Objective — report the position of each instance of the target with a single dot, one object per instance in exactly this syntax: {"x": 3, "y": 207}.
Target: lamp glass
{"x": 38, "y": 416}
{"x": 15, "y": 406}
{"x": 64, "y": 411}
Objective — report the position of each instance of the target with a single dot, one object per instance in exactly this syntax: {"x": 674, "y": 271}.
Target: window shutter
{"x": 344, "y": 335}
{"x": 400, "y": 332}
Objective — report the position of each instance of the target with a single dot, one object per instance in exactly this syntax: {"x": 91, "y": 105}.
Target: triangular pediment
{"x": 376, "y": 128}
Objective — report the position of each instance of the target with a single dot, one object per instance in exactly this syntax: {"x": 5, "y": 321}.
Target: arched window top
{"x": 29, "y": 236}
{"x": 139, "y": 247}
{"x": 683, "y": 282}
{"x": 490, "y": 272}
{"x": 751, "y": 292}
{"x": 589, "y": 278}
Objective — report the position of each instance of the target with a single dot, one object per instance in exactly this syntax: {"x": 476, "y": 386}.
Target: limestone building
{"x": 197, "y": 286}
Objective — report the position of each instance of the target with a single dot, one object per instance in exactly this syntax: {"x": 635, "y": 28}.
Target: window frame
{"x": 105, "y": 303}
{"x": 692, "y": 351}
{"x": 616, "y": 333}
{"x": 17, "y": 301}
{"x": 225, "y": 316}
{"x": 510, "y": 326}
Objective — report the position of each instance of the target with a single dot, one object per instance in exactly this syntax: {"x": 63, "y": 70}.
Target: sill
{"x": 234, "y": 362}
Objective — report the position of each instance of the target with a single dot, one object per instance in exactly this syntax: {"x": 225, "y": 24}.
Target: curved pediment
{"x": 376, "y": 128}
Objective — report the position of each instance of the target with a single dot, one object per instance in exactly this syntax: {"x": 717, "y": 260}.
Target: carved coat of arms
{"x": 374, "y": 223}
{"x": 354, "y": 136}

- - - - -

Work instruction: Repeat every line of the material exactly as given.

Solution for this problem:
Objective — report the position of each instance of the target with a single dot, one object per instance in exactly this syntax: {"x": 3, "y": 207}.
Target: lamp glass
{"x": 38, "y": 416}
{"x": 15, "y": 406}
{"x": 64, "y": 411}
Objective — report the position of each instance of the target with a single dot, one object per instance in exactly this syntax: {"x": 674, "y": 271}.
Target: window shutter
{"x": 344, "y": 335}
{"x": 400, "y": 332}
Objective — report the position of each instance of the target with a single dot, one object per instance in exactly this syntax: {"x": 91, "y": 105}.
Target: triangular pediment
{"x": 376, "y": 128}
Objective — report the position of each instance of the target with a single dot, one object per instance in exactly this syntax: {"x": 5, "y": 321}.
Target: arched window top
{"x": 29, "y": 236}
{"x": 139, "y": 247}
{"x": 683, "y": 282}
{"x": 490, "y": 272}
{"x": 751, "y": 292}
{"x": 589, "y": 278}
Objective — report the position of each instance of the target with a single dot, one object per instance in exactly this syntax: {"x": 476, "y": 386}.
Target: limestone building
{"x": 197, "y": 286}
Objective — report the position of each instance of the target with a single dot, one object per instance in exactly this syntax: {"x": 635, "y": 28}.
Target: window frame
{"x": 105, "y": 303}
{"x": 692, "y": 351}
{"x": 616, "y": 333}
{"x": 17, "y": 301}
{"x": 225, "y": 316}
{"x": 510, "y": 326}
Objective — report the position of each instance of the target with a single dot, one object per instance in exactly this syntax: {"x": 63, "y": 70}.
Target: sill
{"x": 234, "y": 362}
Objective — report the position of each instance of the target with a single dot, one object per instance in exactly this syntax: {"x": 225, "y": 24}.
Target: curved pediment
{"x": 376, "y": 128}
Objective — report the position of each instance of the target with a single dot, one object per instance in exactly this syntax: {"x": 717, "y": 260}.
Target: carved coat of arms
{"x": 374, "y": 223}
{"x": 354, "y": 136}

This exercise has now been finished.